* About this task: Your task is to retype all of the records below with complete accuracy.

* Supplied data:
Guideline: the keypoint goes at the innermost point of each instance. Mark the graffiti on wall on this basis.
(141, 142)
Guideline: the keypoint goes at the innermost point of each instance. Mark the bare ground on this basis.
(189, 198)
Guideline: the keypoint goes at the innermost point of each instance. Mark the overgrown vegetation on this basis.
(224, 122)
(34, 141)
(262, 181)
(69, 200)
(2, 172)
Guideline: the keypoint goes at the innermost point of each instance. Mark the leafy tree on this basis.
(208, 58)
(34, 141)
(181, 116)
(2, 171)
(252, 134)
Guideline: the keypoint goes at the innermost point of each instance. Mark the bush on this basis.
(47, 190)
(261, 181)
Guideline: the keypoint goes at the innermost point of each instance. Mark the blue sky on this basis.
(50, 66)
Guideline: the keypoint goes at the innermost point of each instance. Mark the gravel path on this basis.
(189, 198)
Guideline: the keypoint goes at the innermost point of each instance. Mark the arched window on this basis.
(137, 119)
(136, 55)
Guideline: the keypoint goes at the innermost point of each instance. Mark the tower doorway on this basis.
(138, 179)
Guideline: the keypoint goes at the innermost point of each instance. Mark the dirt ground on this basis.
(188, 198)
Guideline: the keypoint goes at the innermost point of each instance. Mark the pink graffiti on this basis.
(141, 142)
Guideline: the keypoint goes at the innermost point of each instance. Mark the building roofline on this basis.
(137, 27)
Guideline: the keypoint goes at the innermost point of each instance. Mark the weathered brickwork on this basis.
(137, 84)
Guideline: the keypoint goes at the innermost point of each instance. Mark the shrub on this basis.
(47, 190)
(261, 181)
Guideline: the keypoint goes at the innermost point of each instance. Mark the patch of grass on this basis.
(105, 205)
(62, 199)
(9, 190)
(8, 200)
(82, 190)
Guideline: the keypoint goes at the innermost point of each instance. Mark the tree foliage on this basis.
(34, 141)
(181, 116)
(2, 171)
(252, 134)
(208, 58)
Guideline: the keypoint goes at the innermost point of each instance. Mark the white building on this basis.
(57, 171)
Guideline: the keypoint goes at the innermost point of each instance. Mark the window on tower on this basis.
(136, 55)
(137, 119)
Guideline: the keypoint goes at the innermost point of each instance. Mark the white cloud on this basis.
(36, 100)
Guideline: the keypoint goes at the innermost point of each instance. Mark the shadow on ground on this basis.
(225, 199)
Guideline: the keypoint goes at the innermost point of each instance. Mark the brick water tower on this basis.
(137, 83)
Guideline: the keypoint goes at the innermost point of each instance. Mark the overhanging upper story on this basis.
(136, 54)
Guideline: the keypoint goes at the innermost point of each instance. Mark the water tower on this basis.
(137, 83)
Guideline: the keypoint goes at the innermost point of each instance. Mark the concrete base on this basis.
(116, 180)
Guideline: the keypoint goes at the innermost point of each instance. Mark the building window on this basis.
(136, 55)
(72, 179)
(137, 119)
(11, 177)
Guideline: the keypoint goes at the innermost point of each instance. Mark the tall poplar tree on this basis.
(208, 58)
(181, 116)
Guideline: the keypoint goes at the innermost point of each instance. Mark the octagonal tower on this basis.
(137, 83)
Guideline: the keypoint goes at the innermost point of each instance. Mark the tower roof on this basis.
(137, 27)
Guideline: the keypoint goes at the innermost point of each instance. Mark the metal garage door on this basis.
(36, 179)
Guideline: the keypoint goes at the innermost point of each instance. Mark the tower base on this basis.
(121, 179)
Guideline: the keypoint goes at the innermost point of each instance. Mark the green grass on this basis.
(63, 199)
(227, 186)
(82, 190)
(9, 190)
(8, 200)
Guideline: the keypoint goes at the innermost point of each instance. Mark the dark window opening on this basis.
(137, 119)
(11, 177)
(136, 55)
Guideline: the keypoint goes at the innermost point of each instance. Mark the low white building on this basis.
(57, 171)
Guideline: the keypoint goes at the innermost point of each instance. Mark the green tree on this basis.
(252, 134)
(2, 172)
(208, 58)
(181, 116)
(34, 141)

* Finished exercise:
Guideline: the keypoint goes at the innermost point of each instance. Mark the graffiti on wall on this basis.
(141, 142)
Guideline: the keypoint goes at the innermost point of each instance. Mark the bare ground on this basis.
(189, 198)
Guideline: the keypoint goes at the innermost point of each instance. Mark the overgrown vegetation on this basis.
(224, 122)
(34, 141)
(262, 181)
(69, 200)
(2, 172)
Guideline: the keypoint goes at the innermost point of each instance. Mark the leafy tree on this basis.
(208, 58)
(34, 141)
(181, 116)
(2, 171)
(252, 134)
Guideline: the keypoint goes at the innermost point of each instance. Mark the bush on this basis.
(47, 190)
(261, 181)
Guideline: the keypoint goes at the innermost point of each instance. Mark the blue sky on this basis.
(50, 66)
Guideline: the keypoint goes at the innermost point of each instance. Mark the gravel path on this basis.
(189, 198)
Guideline: the keypoint goes at the innermost point of each instance. Mark the arched window on this basis.
(137, 119)
(136, 55)
Guideline: the keypoint goes at the innermost point of each instance. Mark the tower doorway on this basis.
(138, 179)
Guideline: the keypoint goes at the innermost point of each instance. Mark the dirt ground on this basis.
(188, 198)
Guideline: the keypoint goes at the innermost point of each instance. Mark the pink graffiti on this basis.
(141, 142)
Guideline: the keypoint goes at the innermost point of each instance. Mark the building roofline on this basis.
(137, 27)
Guideline: the keypoint goes at the innermost point of each instance. Mark the weathered brickwork on this basis.
(137, 84)
Guideline: the keypoint goes at the innermost point of each instance. Mark the shrub on this basis.
(47, 190)
(261, 181)
Guideline: the keypoint goes at the innermost point of each instance. Mark the patch of grass on this basis.
(105, 205)
(62, 199)
(9, 190)
(8, 200)
(82, 190)
Guideline: the keypoint goes at the innermost point of each instance. Mark the tree foliage on this basis.
(34, 141)
(181, 116)
(2, 171)
(252, 134)
(208, 58)
Guideline: the keypoint goes at the innermost point of each instance. Mark the white building on this basis.
(57, 171)
Guideline: the keypoint goes at the innermost point of each instance. Mark the window on tower on this basis.
(136, 55)
(137, 119)
Guideline: the keypoint goes at the innermost point of each instance. Mark the white cloud on this basis.
(36, 100)
Guideline: the keypoint goes at the innermost point of each instance. Mark the shadow on ground on this basis.
(225, 199)
Guideline: the keypoint goes at the innermost point of each instance. Mark the brick water tower on this basis.
(137, 83)
Guideline: the keypoint goes at the innermost point of each instance. Mark the overhanging upper story on this basis.
(136, 54)
Guideline: the keypoint goes at the innermost point of each instance. Mark the water tower on this basis.
(137, 83)
Guideline: the keypoint goes at the innermost point of each instance. Mark the concrete base on this basis.
(116, 180)
Guideline: the keypoint goes at the innermost point of each instance. Mark the building window on this basis.
(136, 55)
(72, 179)
(137, 119)
(11, 177)
Guideline: the keypoint goes at the innermost point of each instance. Mark the tall poplar tree on this basis.
(208, 58)
(181, 116)
Guideline: the keypoint goes at the innermost point of each instance. Mark the octagonal tower on this basis.
(137, 83)
Guideline: the keypoint goes at the innermost point of each instance. Mark the tower roof on this basis.
(137, 27)
Guideline: the keypoint goes at the innermost point of each instance. Mark the metal garage door on this basis.
(36, 179)
Guideline: the keypoint goes at the innermost point of each instance. Mark the tower base on this basis.
(121, 179)
Guideline: the keypoint goes at the innermost point of each instance. Mark the green grass on this basis.
(63, 199)
(227, 186)
(82, 190)
(9, 190)
(8, 200)
Guideline: the keypoint goes at the innermost point of each instance. Mark the dark window opening on this basis.
(137, 119)
(11, 177)
(136, 55)
Guideline: the keypoint goes at the innermost point of each instance. Mark the low white building on this basis.
(57, 171)
Guideline: the keypoint goes at the innermost point of each instance. Mark the green tree on this basis.
(252, 134)
(2, 172)
(208, 58)
(181, 116)
(34, 141)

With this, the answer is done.